> **Items from a dataset**

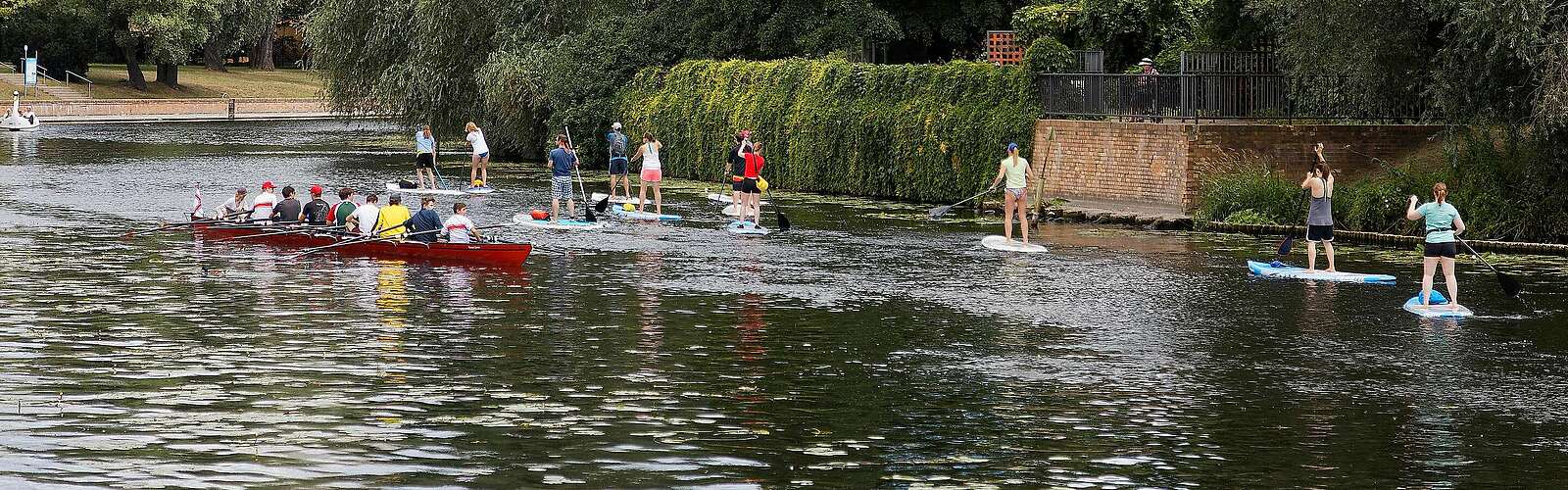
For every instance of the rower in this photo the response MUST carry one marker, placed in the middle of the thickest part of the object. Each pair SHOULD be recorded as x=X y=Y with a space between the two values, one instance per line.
x=263 y=208
x=234 y=208
x=392 y=217
x=339 y=213
x=459 y=226
x=314 y=213
x=423 y=220
x=287 y=211
x=365 y=217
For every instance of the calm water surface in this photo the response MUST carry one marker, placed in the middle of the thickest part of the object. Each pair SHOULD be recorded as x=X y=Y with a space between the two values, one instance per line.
x=867 y=347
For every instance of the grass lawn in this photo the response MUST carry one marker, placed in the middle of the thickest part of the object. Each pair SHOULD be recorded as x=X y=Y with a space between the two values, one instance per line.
x=196 y=82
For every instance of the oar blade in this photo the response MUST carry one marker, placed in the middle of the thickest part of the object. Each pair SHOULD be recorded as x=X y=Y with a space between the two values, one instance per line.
x=1510 y=286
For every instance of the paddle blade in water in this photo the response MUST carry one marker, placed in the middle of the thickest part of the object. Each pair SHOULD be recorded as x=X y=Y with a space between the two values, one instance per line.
x=1285 y=247
x=1510 y=286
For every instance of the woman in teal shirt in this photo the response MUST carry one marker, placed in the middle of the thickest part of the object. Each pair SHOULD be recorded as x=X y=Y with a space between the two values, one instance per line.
x=1443 y=223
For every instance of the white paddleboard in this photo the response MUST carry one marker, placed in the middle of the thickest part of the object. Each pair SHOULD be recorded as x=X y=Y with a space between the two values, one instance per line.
x=574 y=224
x=436 y=192
x=616 y=200
x=747 y=228
x=642 y=216
x=728 y=198
x=1437 y=312
x=1000 y=242
x=1288 y=272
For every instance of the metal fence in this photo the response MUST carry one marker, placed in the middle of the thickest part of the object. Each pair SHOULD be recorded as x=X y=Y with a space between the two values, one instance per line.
x=1214 y=96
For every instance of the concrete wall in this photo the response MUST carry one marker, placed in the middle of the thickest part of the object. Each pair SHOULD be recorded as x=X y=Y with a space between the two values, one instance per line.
x=1162 y=166
x=172 y=107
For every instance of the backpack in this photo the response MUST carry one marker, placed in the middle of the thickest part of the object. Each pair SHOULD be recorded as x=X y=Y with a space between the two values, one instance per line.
x=616 y=145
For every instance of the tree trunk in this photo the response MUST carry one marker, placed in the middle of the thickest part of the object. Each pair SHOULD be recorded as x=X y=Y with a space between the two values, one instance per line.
x=170 y=74
x=263 y=52
x=133 y=70
x=212 y=55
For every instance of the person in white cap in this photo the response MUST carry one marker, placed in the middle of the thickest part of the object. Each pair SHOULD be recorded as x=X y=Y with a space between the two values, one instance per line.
x=618 y=161
x=1149 y=86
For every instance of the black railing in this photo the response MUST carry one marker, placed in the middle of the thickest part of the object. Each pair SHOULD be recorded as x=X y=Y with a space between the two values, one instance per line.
x=1215 y=96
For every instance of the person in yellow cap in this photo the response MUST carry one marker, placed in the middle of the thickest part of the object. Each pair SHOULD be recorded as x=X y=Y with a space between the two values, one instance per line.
x=392 y=217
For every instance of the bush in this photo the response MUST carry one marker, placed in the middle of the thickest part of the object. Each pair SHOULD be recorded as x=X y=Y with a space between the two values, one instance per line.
x=925 y=132
x=1048 y=55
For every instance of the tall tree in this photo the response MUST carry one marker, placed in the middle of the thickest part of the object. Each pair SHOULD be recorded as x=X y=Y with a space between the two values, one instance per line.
x=165 y=30
x=239 y=23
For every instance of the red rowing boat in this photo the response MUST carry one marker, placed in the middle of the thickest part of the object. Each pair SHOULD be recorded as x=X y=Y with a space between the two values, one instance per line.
x=502 y=255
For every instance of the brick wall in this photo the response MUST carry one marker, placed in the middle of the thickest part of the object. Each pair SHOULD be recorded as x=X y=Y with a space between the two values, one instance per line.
x=1162 y=164
x=1136 y=162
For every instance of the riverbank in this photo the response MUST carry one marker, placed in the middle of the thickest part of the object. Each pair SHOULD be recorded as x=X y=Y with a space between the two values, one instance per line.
x=153 y=110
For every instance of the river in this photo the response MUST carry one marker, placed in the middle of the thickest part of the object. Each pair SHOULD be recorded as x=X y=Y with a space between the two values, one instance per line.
x=864 y=347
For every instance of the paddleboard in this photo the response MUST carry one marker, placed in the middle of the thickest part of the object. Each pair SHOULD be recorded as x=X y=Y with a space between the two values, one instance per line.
x=643 y=216
x=1437 y=310
x=572 y=224
x=747 y=228
x=1290 y=272
x=618 y=200
x=1000 y=242
x=438 y=192
x=728 y=198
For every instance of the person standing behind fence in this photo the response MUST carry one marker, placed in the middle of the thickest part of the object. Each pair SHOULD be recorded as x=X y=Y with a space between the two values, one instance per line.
x=1149 y=91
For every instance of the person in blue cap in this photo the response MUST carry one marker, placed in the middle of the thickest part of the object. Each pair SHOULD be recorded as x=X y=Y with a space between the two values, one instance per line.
x=1015 y=170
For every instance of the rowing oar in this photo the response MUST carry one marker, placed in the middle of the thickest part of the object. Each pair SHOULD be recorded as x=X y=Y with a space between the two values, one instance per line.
x=177 y=224
x=286 y=231
x=938 y=213
x=1510 y=286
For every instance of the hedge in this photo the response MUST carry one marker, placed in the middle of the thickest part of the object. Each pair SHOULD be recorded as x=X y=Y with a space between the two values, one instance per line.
x=924 y=132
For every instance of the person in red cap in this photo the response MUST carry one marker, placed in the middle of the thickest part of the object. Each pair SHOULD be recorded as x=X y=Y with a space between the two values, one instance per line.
x=314 y=213
x=263 y=208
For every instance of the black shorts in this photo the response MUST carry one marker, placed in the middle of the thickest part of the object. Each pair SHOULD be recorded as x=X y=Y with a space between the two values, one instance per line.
x=1319 y=232
x=1442 y=250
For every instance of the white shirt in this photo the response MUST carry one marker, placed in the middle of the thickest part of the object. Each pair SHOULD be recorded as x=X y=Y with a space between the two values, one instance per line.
x=368 y=216
x=651 y=156
x=459 y=229
x=263 y=208
x=477 y=138
x=232 y=209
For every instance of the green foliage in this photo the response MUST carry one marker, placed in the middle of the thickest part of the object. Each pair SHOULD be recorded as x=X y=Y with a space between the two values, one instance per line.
x=929 y=132
x=1494 y=177
x=1047 y=21
x=1048 y=55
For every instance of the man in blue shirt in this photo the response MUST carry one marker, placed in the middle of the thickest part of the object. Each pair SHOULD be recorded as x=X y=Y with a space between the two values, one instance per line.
x=618 y=161
x=423 y=156
x=562 y=164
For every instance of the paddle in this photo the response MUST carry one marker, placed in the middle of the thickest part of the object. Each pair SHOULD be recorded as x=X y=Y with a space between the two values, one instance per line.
x=580 y=189
x=177 y=224
x=286 y=231
x=778 y=214
x=1510 y=286
x=938 y=213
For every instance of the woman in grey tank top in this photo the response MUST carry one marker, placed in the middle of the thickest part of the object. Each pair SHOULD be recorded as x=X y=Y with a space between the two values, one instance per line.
x=1321 y=211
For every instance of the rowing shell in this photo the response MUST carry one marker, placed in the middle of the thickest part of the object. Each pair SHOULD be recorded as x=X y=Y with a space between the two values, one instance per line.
x=502 y=255
x=435 y=192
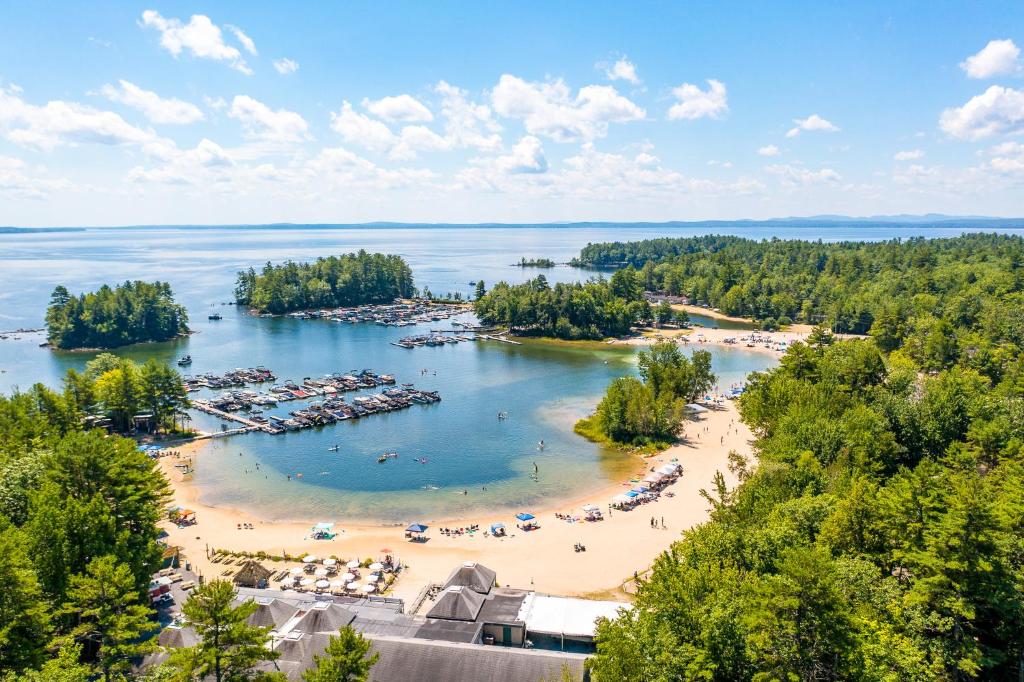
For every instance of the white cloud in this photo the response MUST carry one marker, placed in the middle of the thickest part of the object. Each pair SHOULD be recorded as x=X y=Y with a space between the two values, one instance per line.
x=60 y=122
x=286 y=66
x=696 y=103
x=909 y=155
x=549 y=109
x=401 y=108
x=623 y=70
x=413 y=139
x=811 y=123
x=246 y=41
x=359 y=129
x=466 y=123
x=996 y=111
x=263 y=123
x=157 y=109
x=526 y=157
x=798 y=176
x=201 y=37
x=998 y=57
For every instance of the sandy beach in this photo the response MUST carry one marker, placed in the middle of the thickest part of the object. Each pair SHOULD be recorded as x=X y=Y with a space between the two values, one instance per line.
x=542 y=559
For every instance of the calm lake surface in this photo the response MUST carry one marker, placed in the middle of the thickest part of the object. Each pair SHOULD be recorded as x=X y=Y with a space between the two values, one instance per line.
x=544 y=387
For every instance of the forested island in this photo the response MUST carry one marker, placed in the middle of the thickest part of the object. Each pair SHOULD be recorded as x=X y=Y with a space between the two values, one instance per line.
x=131 y=312
x=894 y=286
x=536 y=262
x=591 y=310
x=646 y=412
x=348 y=280
x=879 y=536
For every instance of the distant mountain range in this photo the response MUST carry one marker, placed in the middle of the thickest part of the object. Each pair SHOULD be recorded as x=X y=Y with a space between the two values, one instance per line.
x=907 y=220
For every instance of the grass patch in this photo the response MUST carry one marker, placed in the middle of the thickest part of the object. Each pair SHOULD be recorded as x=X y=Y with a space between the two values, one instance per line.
x=591 y=430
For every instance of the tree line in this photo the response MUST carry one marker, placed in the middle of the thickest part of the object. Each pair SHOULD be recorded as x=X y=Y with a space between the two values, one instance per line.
x=131 y=312
x=849 y=286
x=879 y=538
x=590 y=310
x=349 y=280
x=647 y=411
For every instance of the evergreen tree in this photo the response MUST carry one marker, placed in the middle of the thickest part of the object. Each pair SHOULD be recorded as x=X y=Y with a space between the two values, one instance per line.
x=345 y=659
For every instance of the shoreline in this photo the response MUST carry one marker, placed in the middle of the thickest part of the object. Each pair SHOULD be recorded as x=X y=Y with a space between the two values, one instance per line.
x=622 y=545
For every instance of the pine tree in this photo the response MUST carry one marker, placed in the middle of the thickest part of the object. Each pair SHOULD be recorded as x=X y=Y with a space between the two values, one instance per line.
x=230 y=648
x=105 y=603
x=345 y=659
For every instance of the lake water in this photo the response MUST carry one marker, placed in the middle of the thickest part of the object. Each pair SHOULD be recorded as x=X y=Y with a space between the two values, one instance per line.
x=544 y=387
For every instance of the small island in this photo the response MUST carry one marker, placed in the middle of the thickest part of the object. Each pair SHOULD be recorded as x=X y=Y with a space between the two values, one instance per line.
x=349 y=280
x=131 y=312
x=536 y=262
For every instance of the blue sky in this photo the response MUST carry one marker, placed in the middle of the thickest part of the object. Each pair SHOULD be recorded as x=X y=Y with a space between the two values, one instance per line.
x=232 y=113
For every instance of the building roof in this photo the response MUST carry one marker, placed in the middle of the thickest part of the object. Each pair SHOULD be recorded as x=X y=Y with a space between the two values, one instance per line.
x=402 y=659
x=566 y=615
x=457 y=603
x=325 y=616
x=502 y=606
x=474 y=576
x=270 y=612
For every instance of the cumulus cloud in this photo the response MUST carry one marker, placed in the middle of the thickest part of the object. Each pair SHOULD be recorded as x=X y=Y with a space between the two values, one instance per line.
x=58 y=123
x=200 y=36
x=261 y=122
x=696 y=103
x=998 y=57
x=623 y=70
x=996 y=111
x=467 y=124
x=286 y=66
x=359 y=129
x=812 y=123
x=526 y=157
x=798 y=176
x=909 y=155
x=401 y=108
x=549 y=109
x=155 y=108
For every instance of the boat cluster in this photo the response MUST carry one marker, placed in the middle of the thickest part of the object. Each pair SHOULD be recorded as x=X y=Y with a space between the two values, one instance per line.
x=238 y=377
x=336 y=409
x=391 y=314
x=431 y=340
x=327 y=386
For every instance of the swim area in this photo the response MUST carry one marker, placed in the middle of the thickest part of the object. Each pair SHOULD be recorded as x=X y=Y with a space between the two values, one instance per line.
x=455 y=457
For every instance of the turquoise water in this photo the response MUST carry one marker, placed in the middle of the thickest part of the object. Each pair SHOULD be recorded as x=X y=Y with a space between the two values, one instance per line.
x=544 y=387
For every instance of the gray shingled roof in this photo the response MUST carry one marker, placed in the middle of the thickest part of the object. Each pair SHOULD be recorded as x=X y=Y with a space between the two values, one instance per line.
x=402 y=661
x=474 y=576
x=457 y=603
x=320 y=619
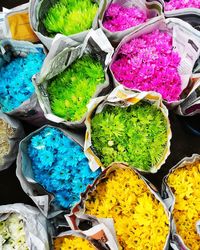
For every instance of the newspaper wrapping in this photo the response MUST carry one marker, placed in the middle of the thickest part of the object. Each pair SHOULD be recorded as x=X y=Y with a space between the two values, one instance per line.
x=186 y=42
x=190 y=15
x=169 y=199
x=16 y=135
x=34 y=222
x=99 y=232
x=123 y=98
x=63 y=53
x=79 y=210
x=24 y=172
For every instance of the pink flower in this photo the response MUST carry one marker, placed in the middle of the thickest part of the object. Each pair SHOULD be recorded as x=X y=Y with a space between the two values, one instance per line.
x=181 y=4
x=148 y=63
x=118 y=17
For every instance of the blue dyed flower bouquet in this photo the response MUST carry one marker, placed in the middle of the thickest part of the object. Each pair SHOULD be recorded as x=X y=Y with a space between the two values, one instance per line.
x=53 y=169
x=18 y=63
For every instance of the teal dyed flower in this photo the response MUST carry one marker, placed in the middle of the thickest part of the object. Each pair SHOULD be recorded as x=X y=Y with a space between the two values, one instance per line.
x=60 y=166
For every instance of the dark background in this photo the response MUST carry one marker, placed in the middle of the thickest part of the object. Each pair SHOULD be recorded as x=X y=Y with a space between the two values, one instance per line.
x=184 y=143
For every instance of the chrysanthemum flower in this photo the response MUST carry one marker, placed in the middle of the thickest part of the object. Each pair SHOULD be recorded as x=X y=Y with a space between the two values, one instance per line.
x=118 y=17
x=16 y=80
x=136 y=135
x=69 y=17
x=71 y=91
x=6 y=131
x=140 y=219
x=148 y=63
x=181 y=4
x=184 y=183
x=12 y=233
x=72 y=243
x=60 y=166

> **THE TASK**
Reproduce exactly the line bearing "For every instance of the chrysanthemum" and all the lines that come after it in the records above; add nothing.

> **WRITTEN ANSWER**
For every instance of the chrysanthemum flower in this photo the response MUST carry one marker, placed in the middle of the thickest part of the object. Each pair SHOULD be recorded as x=X y=Y with a space between the two values, one instance per line.
x=118 y=17
x=16 y=80
x=136 y=135
x=69 y=17
x=71 y=91
x=6 y=131
x=140 y=219
x=148 y=63
x=181 y=4
x=184 y=183
x=12 y=233
x=72 y=243
x=60 y=166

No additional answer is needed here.